= Directions =
Retype the records exactly, from the line containing "negative clicks: (72, 204)" down to the line containing "box: [250, 288, 269, 345]", including both of those lines.

+++

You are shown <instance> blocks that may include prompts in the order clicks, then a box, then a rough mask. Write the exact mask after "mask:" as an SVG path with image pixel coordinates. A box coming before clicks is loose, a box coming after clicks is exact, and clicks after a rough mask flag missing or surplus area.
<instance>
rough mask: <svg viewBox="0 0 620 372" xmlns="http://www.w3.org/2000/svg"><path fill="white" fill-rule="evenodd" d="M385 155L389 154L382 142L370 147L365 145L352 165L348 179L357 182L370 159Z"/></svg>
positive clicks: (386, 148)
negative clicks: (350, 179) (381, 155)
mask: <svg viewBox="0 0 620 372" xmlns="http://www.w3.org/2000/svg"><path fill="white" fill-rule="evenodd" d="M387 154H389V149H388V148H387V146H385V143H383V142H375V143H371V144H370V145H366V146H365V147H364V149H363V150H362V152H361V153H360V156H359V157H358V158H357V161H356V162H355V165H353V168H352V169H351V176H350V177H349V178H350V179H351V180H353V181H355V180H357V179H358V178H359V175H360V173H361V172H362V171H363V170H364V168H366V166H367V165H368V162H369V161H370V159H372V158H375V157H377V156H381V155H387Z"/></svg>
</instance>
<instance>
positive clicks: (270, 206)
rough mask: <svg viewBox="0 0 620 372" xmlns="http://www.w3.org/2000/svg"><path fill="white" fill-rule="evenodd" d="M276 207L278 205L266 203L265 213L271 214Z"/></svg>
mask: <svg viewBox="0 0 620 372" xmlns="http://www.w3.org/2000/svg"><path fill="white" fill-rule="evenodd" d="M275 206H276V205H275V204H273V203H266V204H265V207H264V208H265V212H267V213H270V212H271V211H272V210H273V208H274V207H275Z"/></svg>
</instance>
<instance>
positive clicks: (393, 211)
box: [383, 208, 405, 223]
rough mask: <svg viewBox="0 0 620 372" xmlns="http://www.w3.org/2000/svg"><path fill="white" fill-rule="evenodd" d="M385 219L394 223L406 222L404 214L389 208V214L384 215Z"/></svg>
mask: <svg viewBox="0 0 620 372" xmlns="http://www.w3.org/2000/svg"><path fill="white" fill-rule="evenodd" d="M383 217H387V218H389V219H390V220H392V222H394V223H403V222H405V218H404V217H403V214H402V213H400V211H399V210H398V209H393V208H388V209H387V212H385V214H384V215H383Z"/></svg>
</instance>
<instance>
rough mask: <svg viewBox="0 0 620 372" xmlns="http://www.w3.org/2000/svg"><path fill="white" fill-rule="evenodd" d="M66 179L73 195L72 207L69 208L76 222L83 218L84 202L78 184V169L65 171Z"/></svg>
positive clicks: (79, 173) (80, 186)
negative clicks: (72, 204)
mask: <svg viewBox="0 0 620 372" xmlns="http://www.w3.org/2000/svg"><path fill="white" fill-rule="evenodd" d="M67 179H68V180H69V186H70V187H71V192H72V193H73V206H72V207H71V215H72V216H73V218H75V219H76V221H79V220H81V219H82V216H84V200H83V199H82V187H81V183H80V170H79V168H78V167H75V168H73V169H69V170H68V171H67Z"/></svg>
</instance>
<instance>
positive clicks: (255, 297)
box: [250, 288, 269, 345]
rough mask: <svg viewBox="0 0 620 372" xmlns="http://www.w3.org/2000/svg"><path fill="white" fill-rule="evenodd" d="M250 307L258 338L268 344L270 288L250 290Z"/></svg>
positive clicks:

+++

= Written solution =
negative clicks: (72, 204)
mask: <svg viewBox="0 0 620 372" xmlns="http://www.w3.org/2000/svg"><path fill="white" fill-rule="evenodd" d="M67 179H68V180H69V186H70V187H71V192H72V193H73V206H72V207H71V215H72V216H73V218H75V219H76V221H79V220H81V219H82V216H84V200H83V199H82V187H81V183H80V170H79V168H78V167H75V168H73V169H69V170H68V171H67Z"/></svg>
</instance>
<instance>
positive clicks: (255, 297)
box: [250, 288, 269, 345]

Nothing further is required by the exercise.